▶ _AIM OF THE TASK_
In the data, rewrite the lines from the one containing "[mask] tree trunk -> every instance" through the one containing "19 L 139 44", swapping "tree trunk" for "tree stump" and leaving everything else unchanged. Give only those lines.

-------- PROVIDED RECORDS --------

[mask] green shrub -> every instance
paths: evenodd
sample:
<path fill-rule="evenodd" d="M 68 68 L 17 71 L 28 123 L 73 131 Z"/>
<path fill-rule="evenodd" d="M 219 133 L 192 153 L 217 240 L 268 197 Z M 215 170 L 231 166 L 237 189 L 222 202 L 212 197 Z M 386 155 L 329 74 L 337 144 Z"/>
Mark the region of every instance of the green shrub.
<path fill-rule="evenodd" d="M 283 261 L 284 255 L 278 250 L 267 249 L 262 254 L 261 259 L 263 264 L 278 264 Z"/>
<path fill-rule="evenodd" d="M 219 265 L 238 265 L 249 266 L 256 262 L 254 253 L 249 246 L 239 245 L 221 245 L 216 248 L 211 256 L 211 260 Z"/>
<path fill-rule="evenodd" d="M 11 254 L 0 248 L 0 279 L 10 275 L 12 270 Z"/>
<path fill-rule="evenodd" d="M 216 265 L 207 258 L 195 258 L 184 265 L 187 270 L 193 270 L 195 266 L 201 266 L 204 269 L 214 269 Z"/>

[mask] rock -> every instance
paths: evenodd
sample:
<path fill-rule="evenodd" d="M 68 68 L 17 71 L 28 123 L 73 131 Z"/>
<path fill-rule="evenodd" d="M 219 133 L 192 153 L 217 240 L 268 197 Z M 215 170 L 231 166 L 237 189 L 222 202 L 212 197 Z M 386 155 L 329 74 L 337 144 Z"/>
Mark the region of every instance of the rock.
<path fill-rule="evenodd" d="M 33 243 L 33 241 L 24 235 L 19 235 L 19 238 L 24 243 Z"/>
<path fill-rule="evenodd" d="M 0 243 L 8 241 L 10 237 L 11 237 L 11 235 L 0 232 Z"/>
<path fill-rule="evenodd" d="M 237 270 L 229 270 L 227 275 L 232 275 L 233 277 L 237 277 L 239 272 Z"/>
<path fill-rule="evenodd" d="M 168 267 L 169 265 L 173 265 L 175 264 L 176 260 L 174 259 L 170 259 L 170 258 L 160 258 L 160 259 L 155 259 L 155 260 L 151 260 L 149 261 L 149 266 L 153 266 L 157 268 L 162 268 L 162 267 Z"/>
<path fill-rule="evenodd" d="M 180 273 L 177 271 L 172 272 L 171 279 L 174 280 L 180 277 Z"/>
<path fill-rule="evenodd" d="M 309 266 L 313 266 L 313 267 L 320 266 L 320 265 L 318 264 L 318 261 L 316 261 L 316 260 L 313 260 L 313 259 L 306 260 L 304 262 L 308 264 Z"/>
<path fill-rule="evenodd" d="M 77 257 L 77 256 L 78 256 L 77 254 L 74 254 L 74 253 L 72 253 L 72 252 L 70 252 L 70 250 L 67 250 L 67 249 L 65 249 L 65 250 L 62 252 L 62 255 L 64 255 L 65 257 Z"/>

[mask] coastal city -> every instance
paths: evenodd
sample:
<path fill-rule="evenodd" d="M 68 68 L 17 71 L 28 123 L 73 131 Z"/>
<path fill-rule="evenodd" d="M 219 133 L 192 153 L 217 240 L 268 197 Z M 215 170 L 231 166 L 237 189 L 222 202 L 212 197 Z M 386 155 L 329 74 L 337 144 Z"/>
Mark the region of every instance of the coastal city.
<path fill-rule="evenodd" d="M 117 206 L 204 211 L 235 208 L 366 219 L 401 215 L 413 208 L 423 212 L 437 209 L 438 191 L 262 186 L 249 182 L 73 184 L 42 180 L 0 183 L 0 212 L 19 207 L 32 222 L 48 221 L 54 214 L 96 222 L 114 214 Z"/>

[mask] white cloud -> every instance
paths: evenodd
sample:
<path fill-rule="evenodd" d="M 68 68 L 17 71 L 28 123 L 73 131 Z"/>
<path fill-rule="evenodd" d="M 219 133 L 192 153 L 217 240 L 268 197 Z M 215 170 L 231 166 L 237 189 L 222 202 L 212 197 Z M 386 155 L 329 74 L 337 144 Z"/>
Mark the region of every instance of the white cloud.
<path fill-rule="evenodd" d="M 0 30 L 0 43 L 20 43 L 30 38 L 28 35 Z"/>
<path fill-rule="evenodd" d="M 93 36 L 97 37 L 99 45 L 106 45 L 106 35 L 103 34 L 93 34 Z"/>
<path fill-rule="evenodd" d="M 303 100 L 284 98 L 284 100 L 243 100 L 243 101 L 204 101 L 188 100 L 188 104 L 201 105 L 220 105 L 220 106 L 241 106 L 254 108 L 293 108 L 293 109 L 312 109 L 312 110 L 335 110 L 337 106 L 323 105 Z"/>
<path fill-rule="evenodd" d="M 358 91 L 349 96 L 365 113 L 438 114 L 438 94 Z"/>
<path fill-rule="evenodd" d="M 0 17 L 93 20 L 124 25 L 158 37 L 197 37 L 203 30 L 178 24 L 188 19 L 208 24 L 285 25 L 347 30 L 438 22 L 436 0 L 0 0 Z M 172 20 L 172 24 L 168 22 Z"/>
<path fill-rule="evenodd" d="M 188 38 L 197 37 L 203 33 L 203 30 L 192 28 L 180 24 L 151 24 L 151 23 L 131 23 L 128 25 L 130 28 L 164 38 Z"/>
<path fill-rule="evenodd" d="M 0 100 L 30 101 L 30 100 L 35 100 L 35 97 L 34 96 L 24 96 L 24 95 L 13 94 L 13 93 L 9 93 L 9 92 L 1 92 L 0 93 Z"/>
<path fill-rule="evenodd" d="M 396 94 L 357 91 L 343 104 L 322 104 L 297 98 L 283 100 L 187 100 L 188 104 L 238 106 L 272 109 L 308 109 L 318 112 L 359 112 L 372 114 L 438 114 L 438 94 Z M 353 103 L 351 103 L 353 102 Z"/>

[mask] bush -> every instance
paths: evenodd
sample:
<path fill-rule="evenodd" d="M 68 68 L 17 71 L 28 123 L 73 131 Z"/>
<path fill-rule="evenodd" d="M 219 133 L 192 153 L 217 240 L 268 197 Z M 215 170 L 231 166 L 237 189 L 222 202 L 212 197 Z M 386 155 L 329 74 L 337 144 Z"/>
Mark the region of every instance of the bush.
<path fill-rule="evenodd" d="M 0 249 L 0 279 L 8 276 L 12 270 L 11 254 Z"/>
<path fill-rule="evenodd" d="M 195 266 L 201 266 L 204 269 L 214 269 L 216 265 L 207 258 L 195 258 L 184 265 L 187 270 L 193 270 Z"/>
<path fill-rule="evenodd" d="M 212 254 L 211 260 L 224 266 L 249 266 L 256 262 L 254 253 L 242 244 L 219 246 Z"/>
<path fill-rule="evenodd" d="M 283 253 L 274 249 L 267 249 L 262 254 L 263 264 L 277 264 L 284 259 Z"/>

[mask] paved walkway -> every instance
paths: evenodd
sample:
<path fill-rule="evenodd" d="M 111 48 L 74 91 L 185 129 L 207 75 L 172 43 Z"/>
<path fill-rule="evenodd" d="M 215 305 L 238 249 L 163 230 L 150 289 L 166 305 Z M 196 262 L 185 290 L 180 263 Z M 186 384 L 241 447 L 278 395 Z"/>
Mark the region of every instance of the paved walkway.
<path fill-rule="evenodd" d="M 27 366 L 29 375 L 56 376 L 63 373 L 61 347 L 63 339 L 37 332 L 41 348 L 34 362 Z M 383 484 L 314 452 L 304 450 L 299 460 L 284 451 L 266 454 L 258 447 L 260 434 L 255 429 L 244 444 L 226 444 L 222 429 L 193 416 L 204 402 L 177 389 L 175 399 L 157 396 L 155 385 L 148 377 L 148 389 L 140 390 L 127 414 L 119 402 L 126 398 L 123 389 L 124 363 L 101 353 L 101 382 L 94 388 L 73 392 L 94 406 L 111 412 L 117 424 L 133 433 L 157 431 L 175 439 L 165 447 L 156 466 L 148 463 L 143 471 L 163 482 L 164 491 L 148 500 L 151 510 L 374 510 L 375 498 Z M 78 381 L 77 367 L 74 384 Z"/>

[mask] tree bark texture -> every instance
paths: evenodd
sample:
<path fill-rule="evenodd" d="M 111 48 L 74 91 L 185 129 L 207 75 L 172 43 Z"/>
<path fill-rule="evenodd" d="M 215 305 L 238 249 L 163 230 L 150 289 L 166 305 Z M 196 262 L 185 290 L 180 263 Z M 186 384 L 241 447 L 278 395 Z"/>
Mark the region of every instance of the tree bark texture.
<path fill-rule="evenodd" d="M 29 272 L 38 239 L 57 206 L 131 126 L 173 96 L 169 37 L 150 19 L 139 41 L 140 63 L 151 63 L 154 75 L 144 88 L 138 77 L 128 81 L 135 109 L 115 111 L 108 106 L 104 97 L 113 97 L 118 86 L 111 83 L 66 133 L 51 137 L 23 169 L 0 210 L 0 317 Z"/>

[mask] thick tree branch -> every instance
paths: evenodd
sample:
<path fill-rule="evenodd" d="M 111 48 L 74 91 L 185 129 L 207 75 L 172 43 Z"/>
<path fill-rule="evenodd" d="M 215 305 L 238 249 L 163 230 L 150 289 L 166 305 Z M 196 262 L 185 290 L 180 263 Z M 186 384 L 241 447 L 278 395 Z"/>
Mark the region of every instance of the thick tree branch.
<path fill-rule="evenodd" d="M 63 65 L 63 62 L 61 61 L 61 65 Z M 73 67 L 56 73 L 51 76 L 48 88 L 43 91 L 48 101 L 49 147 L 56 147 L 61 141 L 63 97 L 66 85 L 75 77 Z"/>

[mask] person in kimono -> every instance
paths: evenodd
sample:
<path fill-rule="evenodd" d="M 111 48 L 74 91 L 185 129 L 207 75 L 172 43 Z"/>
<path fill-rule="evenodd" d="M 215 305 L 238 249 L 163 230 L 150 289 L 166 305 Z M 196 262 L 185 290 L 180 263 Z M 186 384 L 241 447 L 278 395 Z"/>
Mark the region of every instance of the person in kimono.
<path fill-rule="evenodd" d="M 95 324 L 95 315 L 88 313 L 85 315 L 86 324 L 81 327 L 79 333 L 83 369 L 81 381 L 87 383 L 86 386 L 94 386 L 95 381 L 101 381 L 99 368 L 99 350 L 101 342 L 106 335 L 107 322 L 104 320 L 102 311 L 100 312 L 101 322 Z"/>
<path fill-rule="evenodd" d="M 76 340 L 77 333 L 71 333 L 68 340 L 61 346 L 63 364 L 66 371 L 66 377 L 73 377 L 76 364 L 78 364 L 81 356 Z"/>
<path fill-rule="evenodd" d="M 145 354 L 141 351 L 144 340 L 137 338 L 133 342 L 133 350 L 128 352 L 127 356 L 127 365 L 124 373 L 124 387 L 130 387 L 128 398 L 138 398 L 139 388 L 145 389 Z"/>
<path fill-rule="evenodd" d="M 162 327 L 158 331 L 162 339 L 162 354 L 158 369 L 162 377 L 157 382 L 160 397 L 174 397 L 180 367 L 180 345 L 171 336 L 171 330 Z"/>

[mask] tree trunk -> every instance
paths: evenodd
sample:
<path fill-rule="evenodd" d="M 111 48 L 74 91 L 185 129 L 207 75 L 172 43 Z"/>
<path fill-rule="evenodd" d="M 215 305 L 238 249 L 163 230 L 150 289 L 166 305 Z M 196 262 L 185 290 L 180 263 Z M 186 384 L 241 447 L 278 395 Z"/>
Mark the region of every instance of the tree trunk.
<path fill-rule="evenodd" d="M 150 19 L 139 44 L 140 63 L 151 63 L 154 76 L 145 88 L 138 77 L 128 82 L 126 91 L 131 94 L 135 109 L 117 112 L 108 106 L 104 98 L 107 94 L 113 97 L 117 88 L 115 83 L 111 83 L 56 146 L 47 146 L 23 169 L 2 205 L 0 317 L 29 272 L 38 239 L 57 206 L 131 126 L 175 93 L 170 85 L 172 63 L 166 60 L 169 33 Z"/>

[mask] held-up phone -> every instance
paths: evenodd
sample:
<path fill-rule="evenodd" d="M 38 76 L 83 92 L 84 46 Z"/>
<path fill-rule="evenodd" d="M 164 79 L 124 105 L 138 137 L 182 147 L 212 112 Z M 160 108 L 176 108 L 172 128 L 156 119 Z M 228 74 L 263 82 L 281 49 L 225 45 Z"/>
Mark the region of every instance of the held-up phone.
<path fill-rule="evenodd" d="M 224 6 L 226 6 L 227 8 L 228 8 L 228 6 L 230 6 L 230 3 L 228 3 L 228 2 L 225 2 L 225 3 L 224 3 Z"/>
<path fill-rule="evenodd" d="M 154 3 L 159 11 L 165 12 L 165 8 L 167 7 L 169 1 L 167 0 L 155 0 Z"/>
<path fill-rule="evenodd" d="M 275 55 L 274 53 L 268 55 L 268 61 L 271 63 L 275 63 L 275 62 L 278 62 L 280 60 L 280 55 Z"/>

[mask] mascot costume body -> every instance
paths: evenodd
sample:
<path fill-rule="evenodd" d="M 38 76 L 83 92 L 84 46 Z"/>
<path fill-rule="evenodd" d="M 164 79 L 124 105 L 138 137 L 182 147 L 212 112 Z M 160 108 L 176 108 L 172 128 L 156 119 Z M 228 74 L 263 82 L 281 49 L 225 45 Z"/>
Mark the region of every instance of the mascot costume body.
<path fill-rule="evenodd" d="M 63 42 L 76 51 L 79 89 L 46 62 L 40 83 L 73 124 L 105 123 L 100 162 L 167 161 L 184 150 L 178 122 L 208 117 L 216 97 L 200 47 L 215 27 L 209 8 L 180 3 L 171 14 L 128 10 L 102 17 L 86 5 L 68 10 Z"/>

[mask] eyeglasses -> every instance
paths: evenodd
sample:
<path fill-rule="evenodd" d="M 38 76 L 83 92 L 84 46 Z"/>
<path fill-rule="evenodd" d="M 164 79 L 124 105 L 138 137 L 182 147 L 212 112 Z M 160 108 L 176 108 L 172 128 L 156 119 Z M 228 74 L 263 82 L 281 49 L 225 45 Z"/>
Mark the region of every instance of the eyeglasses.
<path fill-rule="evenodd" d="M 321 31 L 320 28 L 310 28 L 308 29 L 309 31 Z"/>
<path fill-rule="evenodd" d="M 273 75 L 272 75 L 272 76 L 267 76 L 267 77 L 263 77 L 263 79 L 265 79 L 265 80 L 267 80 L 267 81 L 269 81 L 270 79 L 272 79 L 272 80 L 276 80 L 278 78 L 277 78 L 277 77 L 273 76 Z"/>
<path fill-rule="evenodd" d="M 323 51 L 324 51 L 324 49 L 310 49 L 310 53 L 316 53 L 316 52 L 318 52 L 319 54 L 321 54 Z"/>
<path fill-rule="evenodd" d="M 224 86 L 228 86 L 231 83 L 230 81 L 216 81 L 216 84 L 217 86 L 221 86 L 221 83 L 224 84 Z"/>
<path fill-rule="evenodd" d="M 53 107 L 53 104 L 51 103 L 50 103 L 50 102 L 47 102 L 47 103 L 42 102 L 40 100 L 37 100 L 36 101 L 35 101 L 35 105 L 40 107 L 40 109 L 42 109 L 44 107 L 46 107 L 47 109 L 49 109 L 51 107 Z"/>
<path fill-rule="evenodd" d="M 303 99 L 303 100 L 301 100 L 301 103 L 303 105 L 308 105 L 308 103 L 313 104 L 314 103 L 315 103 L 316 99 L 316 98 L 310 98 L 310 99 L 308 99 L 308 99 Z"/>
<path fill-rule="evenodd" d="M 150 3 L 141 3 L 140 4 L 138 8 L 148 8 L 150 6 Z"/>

--------

▶ _RESPONSE TO THIS TASK_
[mask] tree stump -> every instance
paths: evenodd
sample:
<path fill-rule="evenodd" d="M 111 48 L 74 91 L 185 129 L 207 75 L 172 43 Z"/>
<path fill-rule="evenodd" d="M 215 305 L 238 249 L 163 230 L 150 289 L 166 305 Z M 196 262 L 185 290 L 180 263 Z M 186 384 L 241 447 L 278 395 Z"/>
Mark the region of every instance of the tree stump.
<path fill-rule="evenodd" d="M 150 19 L 139 44 L 140 63 L 151 63 L 154 76 L 145 88 L 138 77 L 128 82 L 126 91 L 131 94 L 135 109 L 117 112 L 108 106 L 104 98 L 107 94 L 113 97 L 117 88 L 115 83 L 111 83 L 56 146 L 47 146 L 23 169 L 2 205 L 0 317 L 29 272 L 38 239 L 57 206 L 131 126 L 175 93 L 170 85 L 172 63 L 166 60 L 169 33 Z"/>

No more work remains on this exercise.